COMPITI =
(1) Stampi senza alcuna modifica il passo del testo sulla riforma del lavoro che va da "SCHEDA – Tutte" fino a "rafforzati da Montecitorio.".
(2) Riassuma in due frasi il testo sulla riforma del lavoro.
(3) Quale dichiarazione di Squinzi riporta il testo sulla riforma del lavoro?

TESTO CITATO =
SCHEDA – Tutte le novità sulla riforma del lavoro che è diventata legge: licenziamenti e articolo 18, contratti a progetto e partite Iva, apprendistato e stage, aspi e salario base – Confindustria, Squinzi: “Serve una revisione” – Fornero: “Disponibili a cambiamenti” – Scarica in Pdf il testo completo degli emendamenti.

Riforma del lavoro: ecco i punti  essenziali

La riforma del lavoro è divenatata legge. In extremis, a meno di 24 ore dall’avvio del prossimo Consiglio Ue, ma comunque in tempo per consentire al premier Mario Monti di arrivare a Bruxelles con una carta in più da giocare. Il Premier è stato accontentato: la credibilità del Governo e il suo potere contrattuale al tavolo della trattativa europea escono oggi rafforzati da Montecitorio.

ESTRATTO DEI DATI =
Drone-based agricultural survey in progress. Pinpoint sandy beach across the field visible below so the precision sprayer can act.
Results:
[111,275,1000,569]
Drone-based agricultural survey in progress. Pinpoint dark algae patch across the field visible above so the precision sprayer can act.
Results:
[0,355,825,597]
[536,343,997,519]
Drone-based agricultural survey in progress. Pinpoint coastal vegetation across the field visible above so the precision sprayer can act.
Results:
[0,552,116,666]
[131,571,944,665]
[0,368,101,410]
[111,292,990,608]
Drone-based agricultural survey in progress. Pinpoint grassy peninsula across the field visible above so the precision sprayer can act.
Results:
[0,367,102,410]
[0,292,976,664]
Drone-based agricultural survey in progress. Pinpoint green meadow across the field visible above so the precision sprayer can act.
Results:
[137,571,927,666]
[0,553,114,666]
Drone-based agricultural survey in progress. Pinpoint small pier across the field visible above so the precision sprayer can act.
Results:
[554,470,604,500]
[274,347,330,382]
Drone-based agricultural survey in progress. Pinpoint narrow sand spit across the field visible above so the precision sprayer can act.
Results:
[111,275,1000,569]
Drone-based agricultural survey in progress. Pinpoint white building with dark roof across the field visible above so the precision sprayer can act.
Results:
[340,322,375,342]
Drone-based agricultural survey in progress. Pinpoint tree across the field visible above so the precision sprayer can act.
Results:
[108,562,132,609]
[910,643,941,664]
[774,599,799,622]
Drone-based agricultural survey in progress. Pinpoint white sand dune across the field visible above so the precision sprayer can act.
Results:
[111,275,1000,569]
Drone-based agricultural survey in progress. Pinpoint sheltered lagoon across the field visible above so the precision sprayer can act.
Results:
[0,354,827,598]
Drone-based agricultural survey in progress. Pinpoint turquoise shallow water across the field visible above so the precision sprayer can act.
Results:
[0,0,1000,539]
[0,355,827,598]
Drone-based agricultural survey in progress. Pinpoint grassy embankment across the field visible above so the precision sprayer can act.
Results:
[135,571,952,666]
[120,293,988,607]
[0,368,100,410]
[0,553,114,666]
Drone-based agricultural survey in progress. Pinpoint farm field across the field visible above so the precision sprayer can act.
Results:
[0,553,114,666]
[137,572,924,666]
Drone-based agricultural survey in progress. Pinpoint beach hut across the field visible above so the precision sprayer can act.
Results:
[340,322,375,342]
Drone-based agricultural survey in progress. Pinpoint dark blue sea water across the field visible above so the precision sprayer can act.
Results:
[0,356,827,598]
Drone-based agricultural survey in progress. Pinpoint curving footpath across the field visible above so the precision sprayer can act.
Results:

RISPOSTE ATTESE =
(1)
SCHEDA – Tutte le novità sulla riforma del lavoro che è diventata legge: licenziamenti e articolo 18, contratti a progetto e partite Iva, apprendistato e stage, aspi e salario base – Confindustria, Squinzi: “Serve una revisione” – Fornero: “Disponibili a cambiamenti” – Scarica in Pdf il testo completo degli emendamenti.

Riforma del lavoro: ecco i punti  essenziali

La riforma del lavoro è divenatata legge. In extremis, a meno di 24 ore dall’avvio del prossimo Consiglio Ue, ma comunque in tempo per consentire al premier Mario Monti di arrivare a Bruxelles con una carta in più da giocare. Il Premier è stato accontentato: la credibilità del Governo e il suo potere contrattuale al tavolo della trattativa europea escono oggi rafforzati da Montecitorio.

(2) La riforma del lavoro, che riguarda tra l'altro licenziamenti e articolo 18, contratti a progetto e partite Iva, apprendistato e stage, aspi e salario base, è diventata legge a meno di 24 ore dall'avvio del prossimo Consiglio Ue, consentendo al premier Mario Monti di arrivare a Bruxelles con una carta in più da giocare. Ne escono rafforzati la credibilità del Governo e il suo potere contrattuale al tavolo della trattativa europea.

(3) "Serve una revisione."